- **GOAL**
Edit the data below by changing "tree cluster" to "group of trees" wherever it appears, keeping everything else unchanged. Leave the pictures out of your answer.

Begin SOURCE RECORDS

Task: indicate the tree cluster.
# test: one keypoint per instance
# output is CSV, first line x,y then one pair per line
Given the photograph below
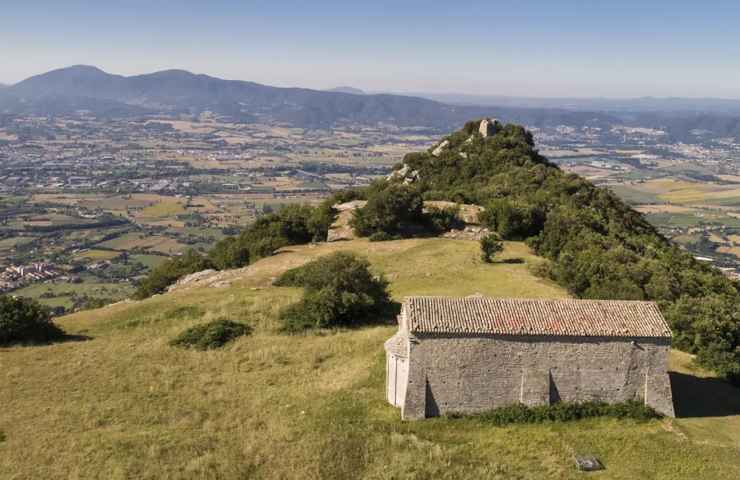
x,y
339,291
25,320
597,245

End SOURCE RECORDS

- **EXERCISE ANSWER**
Task: indicate the group of trees.
# test: one keypoint per instance
# output is CSV, first line x,y then one pair per line
Given the photograph below
x,y
339,291
25,320
597,245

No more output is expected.